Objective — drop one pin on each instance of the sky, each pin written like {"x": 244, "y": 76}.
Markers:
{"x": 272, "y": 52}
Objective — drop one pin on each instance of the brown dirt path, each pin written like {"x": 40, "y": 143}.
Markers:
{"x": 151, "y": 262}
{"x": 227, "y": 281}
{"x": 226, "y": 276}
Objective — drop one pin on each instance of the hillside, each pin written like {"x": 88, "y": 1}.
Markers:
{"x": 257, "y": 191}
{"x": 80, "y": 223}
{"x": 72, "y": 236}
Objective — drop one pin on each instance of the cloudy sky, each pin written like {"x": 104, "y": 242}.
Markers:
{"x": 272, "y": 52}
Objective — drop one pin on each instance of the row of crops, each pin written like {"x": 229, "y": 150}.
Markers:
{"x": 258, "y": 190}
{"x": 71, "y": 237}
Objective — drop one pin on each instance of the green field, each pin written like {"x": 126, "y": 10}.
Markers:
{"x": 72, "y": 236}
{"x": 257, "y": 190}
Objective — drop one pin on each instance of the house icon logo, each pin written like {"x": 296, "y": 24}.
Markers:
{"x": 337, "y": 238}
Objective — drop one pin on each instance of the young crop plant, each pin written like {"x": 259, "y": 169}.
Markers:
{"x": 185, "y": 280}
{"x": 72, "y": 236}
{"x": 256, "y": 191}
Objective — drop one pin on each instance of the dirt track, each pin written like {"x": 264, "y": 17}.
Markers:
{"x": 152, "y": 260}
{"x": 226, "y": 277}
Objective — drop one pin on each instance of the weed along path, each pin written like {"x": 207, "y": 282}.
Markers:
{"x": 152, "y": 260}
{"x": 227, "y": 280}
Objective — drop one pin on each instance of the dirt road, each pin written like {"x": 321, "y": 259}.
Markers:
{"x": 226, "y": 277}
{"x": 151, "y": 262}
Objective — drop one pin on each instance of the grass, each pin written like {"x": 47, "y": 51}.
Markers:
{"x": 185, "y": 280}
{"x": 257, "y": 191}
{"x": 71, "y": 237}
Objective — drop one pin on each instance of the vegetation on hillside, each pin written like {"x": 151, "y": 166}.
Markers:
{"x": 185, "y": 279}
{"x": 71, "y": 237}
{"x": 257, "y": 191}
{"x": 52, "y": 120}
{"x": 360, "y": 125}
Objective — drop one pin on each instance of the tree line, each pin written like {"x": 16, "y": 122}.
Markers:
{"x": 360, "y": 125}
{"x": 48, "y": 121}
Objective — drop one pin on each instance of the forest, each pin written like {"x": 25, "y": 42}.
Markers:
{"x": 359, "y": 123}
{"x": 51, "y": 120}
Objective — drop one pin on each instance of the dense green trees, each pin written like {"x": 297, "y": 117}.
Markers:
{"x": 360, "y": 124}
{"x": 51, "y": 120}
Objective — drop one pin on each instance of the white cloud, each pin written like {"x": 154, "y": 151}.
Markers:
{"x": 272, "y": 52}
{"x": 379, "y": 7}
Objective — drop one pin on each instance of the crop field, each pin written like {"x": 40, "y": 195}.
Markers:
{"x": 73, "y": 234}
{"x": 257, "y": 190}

> _Task brief_
Look through the entries above, and wherever a line holds the word "path", copy it.

> _Written answer_
Objective — drop one pin on each instance of the brown dirt path, each pin written like {"x": 40, "y": 143}.
Objective — drop one pin on each instance of the weed along path, each pin written like {"x": 207, "y": 282}.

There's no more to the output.